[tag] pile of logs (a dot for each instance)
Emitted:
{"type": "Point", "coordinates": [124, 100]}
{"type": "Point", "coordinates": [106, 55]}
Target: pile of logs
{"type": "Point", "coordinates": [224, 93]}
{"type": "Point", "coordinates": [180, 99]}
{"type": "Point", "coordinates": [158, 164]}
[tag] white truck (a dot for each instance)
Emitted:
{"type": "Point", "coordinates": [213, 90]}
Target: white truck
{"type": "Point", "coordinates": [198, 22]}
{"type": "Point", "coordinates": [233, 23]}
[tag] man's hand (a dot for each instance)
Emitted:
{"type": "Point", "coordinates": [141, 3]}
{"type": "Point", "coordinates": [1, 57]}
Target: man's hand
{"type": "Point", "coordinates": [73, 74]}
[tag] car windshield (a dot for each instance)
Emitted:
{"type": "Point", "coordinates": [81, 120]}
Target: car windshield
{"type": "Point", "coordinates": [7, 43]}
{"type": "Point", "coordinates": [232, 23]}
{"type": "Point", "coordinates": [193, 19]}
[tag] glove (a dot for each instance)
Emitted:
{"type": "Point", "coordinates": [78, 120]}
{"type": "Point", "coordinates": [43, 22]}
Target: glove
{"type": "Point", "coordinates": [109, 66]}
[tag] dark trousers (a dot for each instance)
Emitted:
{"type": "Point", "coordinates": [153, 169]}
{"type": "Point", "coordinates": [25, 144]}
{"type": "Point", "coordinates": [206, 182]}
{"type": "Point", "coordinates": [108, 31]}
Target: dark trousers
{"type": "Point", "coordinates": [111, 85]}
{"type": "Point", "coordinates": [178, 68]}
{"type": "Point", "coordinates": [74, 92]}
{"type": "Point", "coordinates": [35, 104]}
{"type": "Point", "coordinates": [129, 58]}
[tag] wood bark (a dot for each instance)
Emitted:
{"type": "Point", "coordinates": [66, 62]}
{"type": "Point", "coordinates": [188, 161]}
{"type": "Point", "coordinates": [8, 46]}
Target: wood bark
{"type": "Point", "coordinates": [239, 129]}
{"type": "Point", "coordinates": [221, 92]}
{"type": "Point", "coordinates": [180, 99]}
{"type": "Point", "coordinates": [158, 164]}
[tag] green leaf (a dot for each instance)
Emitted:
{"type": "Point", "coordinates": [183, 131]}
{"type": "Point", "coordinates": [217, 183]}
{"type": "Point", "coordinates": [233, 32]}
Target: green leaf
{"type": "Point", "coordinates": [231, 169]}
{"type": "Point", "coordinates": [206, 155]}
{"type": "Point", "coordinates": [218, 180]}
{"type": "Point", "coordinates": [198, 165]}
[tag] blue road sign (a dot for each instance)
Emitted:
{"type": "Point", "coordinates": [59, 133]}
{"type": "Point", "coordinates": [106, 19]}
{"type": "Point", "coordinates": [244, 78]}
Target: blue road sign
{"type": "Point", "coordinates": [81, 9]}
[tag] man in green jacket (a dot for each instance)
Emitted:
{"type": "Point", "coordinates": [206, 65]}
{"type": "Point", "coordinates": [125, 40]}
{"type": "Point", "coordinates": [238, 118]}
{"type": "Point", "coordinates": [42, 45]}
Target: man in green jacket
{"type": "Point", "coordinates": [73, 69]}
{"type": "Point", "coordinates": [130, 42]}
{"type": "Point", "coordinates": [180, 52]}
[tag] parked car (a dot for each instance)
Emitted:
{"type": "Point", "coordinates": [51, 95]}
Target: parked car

═══

__Short problem__
Every record above should be copied exactly.

__Correct result__
[tag] pile of logs (a dot for each instance)
Emitted:
{"type": "Point", "coordinates": [124, 100]}
{"type": "Point", "coordinates": [106, 55]}
Target: pile of logs
{"type": "Point", "coordinates": [224, 93]}
{"type": "Point", "coordinates": [180, 99]}
{"type": "Point", "coordinates": [158, 164]}
[tag] white truck (a dot for each instance)
Emitted:
{"type": "Point", "coordinates": [213, 90]}
Target: white truck
{"type": "Point", "coordinates": [198, 22]}
{"type": "Point", "coordinates": [233, 23]}
[tag] man's hand (a dot for each instance)
Emitted:
{"type": "Point", "coordinates": [141, 3]}
{"type": "Point", "coordinates": [1, 57]}
Target: man's hand
{"type": "Point", "coordinates": [73, 74]}
[tag] car windshield (a dot for each instance)
Emitted:
{"type": "Point", "coordinates": [81, 120]}
Target: car windshield
{"type": "Point", "coordinates": [7, 43]}
{"type": "Point", "coordinates": [232, 23]}
{"type": "Point", "coordinates": [193, 19]}
[tag] glove (a dot for each instance)
Emitted:
{"type": "Point", "coordinates": [78, 120]}
{"type": "Point", "coordinates": [43, 22]}
Target: glove
{"type": "Point", "coordinates": [109, 66]}
[tag] dark trousers (a dot for each instance)
Emitted:
{"type": "Point", "coordinates": [153, 169]}
{"type": "Point", "coordinates": [25, 144]}
{"type": "Point", "coordinates": [206, 182]}
{"type": "Point", "coordinates": [108, 31]}
Target: dark trousers
{"type": "Point", "coordinates": [111, 85]}
{"type": "Point", "coordinates": [178, 68]}
{"type": "Point", "coordinates": [74, 92]}
{"type": "Point", "coordinates": [35, 104]}
{"type": "Point", "coordinates": [129, 58]}
[tag] wood bark (a dot for each instance)
Emitted:
{"type": "Point", "coordinates": [66, 62]}
{"type": "Point", "coordinates": [188, 161]}
{"type": "Point", "coordinates": [8, 46]}
Target: wood bark
{"type": "Point", "coordinates": [239, 129]}
{"type": "Point", "coordinates": [221, 92]}
{"type": "Point", "coordinates": [180, 99]}
{"type": "Point", "coordinates": [158, 164]}
[tag] green leaf (a dot for each instance)
Emitted:
{"type": "Point", "coordinates": [183, 131]}
{"type": "Point", "coordinates": [217, 183]}
{"type": "Point", "coordinates": [233, 32]}
Target: green leaf
{"type": "Point", "coordinates": [231, 169]}
{"type": "Point", "coordinates": [206, 155]}
{"type": "Point", "coordinates": [218, 180]}
{"type": "Point", "coordinates": [198, 165]}
[tag] blue road sign (a dot for each instance)
Emitted:
{"type": "Point", "coordinates": [59, 133]}
{"type": "Point", "coordinates": [106, 19]}
{"type": "Point", "coordinates": [244, 78]}
Target: blue road sign
{"type": "Point", "coordinates": [81, 9]}
[tag] man in green jacket (a dot for each instance)
Emitted:
{"type": "Point", "coordinates": [206, 65]}
{"type": "Point", "coordinates": [125, 40]}
{"type": "Point", "coordinates": [238, 118]}
{"type": "Point", "coordinates": [42, 45]}
Target: man in green jacket
{"type": "Point", "coordinates": [73, 69]}
{"type": "Point", "coordinates": [130, 42]}
{"type": "Point", "coordinates": [180, 52]}
[tag] parked car (a dot for each instance)
Emitted:
{"type": "Point", "coordinates": [51, 95]}
Target: parked car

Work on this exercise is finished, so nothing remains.